**INSTRUCTIONS TO FOLLOW**
Apart from the pictures, every record here must be copied word for word.

(Beginning of PROVIDED ENTRIES)

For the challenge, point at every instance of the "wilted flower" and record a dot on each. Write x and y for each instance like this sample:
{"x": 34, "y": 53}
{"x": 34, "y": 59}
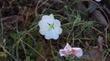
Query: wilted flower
{"x": 68, "y": 50}
{"x": 50, "y": 27}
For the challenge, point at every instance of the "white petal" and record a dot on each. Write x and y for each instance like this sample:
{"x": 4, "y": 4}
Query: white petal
{"x": 78, "y": 52}
{"x": 62, "y": 52}
{"x": 58, "y": 30}
{"x": 48, "y": 18}
{"x": 67, "y": 47}
{"x": 51, "y": 35}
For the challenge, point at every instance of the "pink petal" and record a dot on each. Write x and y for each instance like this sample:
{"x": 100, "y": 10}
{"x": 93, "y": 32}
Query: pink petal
{"x": 62, "y": 52}
{"x": 67, "y": 47}
{"x": 78, "y": 52}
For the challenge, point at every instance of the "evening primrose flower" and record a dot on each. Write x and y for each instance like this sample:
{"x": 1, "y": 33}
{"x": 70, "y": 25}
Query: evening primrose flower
{"x": 68, "y": 50}
{"x": 50, "y": 27}
{"x": 98, "y": 0}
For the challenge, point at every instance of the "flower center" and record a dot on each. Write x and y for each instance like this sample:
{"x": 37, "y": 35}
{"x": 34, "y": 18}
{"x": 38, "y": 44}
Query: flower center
{"x": 50, "y": 26}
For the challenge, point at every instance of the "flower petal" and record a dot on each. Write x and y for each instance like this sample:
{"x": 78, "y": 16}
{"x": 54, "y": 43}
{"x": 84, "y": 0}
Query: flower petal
{"x": 78, "y": 52}
{"x": 67, "y": 47}
{"x": 51, "y": 35}
{"x": 62, "y": 52}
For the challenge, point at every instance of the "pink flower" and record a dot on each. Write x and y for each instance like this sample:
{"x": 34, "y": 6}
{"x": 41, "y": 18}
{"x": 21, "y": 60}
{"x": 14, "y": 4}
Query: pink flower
{"x": 68, "y": 50}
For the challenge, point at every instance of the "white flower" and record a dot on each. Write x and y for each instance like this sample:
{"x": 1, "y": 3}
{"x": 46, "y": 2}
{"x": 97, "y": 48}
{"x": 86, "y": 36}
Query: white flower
{"x": 50, "y": 27}
{"x": 68, "y": 50}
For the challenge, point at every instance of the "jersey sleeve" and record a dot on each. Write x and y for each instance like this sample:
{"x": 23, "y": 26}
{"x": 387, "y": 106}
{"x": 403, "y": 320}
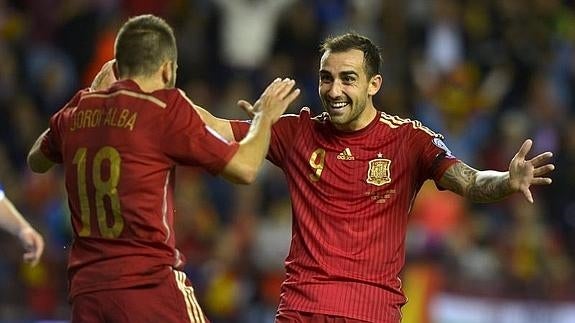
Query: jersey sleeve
{"x": 435, "y": 157}
{"x": 189, "y": 141}
{"x": 283, "y": 136}
{"x": 51, "y": 145}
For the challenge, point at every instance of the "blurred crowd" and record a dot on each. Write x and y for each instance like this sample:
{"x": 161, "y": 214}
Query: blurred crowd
{"x": 486, "y": 74}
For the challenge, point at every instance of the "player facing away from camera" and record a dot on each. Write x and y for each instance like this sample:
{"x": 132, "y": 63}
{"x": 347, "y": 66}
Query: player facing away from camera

(End of PROVIDED ENTRIES)

**ANSWER FOR THIS EXERCISE**
For the challenge, point at every instance of the "wilted flower" and record a dot on each. Write x and y for each instance like this sample:
{"x": 34, "y": 53}
{"x": 34, "y": 59}
Query: wilted flower
{"x": 68, "y": 50}
{"x": 50, "y": 27}
For the challenge, point at every instance of the "white petal" and record a dot on each. Write x and y for each instance like this sample:
{"x": 4, "y": 4}
Query: white petal
{"x": 78, "y": 52}
{"x": 62, "y": 52}
{"x": 58, "y": 30}
{"x": 48, "y": 18}
{"x": 67, "y": 47}
{"x": 51, "y": 35}
For the challenge, point at every instance of the "pink petal" and record a dot on each. Write x and y for each instance like this sample:
{"x": 100, "y": 10}
{"x": 93, "y": 32}
Query: pink petal
{"x": 62, "y": 52}
{"x": 67, "y": 47}
{"x": 78, "y": 52}
For the challenge, point at every instance of the "evening primrose flower" and record a dot on each. Write x and y for each instance like this sample:
{"x": 1, "y": 33}
{"x": 70, "y": 25}
Query: evening primrose flower
{"x": 68, "y": 50}
{"x": 50, "y": 27}
{"x": 98, "y": 0}
For the challenge, point at every instance of the "flower center" and record a dot on each. Write x and y for each instance like this sample:
{"x": 37, "y": 35}
{"x": 34, "y": 18}
{"x": 38, "y": 44}
Query: flower center
{"x": 50, "y": 26}
For the challenge, point at every instance of the "flower petal" and record a dot on each. Write x and y for each instance like this sample:
{"x": 78, "y": 16}
{"x": 54, "y": 43}
{"x": 84, "y": 0}
Query: flower petal
{"x": 78, "y": 52}
{"x": 67, "y": 47}
{"x": 51, "y": 35}
{"x": 62, "y": 52}
For the challenge, point at every instance of the "pink flower" and record a dot on each. Write x and y for each instance like this sample:
{"x": 34, "y": 6}
{"x": 41, "y": 18}
{"x": 21, "y": 60}
{"x": 14, "y": 4}
Query: pink flower
{"x": 68, "y": 50}
For the challenge, point at every instance of the "white flower" and record a dot on each. Write x and y for each instance like this sample:
{"x": 1, "y": 3}
{"x": 46, "y": 2}
{"x": 97, "y": 48}
{"x": 86, "y": 36}
Query: white flower
{"x": 50, "y": 27}
{"x": 68, "y": 50}
For the challenge, point at every instance of the "jersey sleeve" and record a dot on each. Write x and y for each instance like this sample:
{"x": 23, "y": 26}
{"x": 387, "y": 106}
{"x": 403, "y": 320}
Query: jersey sleeve
{"x": 435, "y": 157}
{"x": 189, "y": 141}
{"x": 283, "y": 136}
{"x": 51, "y": 145}
For the challenge, point at every instance of the "blurred crowd" and record a dot on each. Write x and y for each instance like this sample:
{"x": 161, "y": 214}
Query: blurred crowd
{"x": 486, "y": 74}
For the challenge, point at every instance of the "player facing away from camera" and record a dot on each. Write x and y for each instance like this sample:
{"x": 132, "y": 63}
{"x": 347, "y": 66}
Query: player facing away from camera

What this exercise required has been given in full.